● **TRY IT**: Search the records for "blue" and copy each line that holds it.

● **SOURCE MATERIAL**:
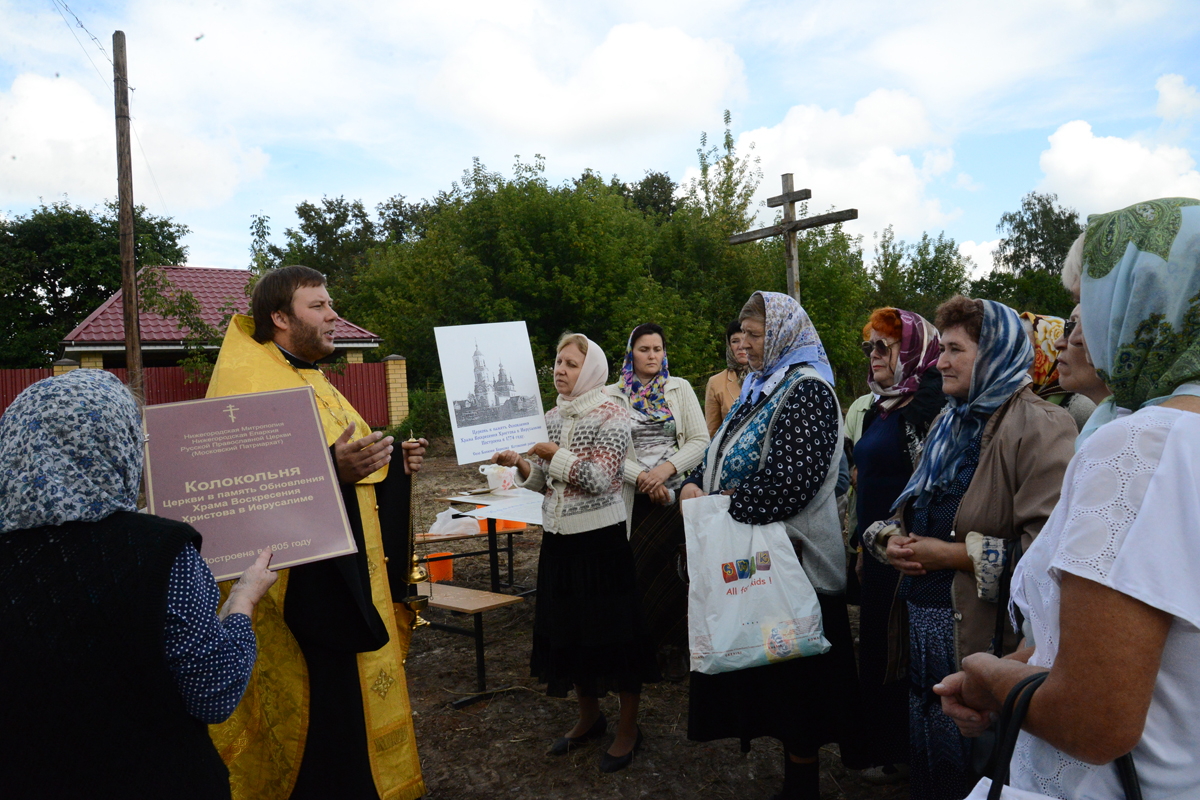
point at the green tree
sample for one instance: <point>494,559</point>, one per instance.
<point>726,184</point>
<point>916,277</point>
<point>60,262</point>
<point>1030,256</point>
<point>1037,236</point>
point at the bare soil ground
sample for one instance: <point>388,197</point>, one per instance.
<point>498,749</point>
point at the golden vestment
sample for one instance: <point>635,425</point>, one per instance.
<point>263,741</point>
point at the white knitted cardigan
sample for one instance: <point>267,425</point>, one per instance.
<point>583,482</point>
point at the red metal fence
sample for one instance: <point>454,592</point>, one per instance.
<point>13,382</point>
<point>363,384</point>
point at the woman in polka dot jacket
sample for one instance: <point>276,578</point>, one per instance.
<point>114,654</point>
<point>777,453</point>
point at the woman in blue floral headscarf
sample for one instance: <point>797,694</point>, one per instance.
<point>777,453</point>
<point>108,618</point>
<point>1110,590</point>
<point>987,480</point>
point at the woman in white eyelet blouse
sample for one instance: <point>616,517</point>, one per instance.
<point>1110,590</point>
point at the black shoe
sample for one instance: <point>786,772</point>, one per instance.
<point>617,763</point>
<point>563,745</point>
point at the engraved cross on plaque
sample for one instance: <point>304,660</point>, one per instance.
<point>790,226</point>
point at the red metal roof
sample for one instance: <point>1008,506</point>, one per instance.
<point>211,287</point>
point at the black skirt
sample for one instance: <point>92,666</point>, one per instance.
<point>804,703</point>
<point>588,629</point>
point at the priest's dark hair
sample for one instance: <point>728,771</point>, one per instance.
<point>274,293</point>
<point>646,329</point>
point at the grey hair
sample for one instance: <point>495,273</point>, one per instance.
<point>1073,268</point>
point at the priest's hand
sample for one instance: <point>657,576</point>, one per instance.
<point>357,459</point>
<point>414,455</point>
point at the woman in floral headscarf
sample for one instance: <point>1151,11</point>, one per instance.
<point>778,453</point>
<point>725,386</point>
<point>669,439</point>
<point>109,627</point>
<point>903,349</point>
<point>1044,332</point>
<point>1110,590</point>
<point>988,477</point>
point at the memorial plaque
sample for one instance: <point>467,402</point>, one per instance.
<point>491,385</point>
<point>250,473</point>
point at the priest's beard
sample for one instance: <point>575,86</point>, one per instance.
<point>307,341</point>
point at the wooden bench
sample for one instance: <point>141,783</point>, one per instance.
<point>475,602</point>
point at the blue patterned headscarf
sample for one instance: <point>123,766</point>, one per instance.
<point>70,450</point>
<point>651,400</point>
<point>790,340</point>
<point>1001,368</point>
<point>1140,298</point>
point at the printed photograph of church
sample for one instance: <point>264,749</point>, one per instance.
<point>493,398</point>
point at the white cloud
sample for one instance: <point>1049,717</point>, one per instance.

● **RESPONSE**:
point at the woman in blue floral headscarf
point at the blue patterned headscarf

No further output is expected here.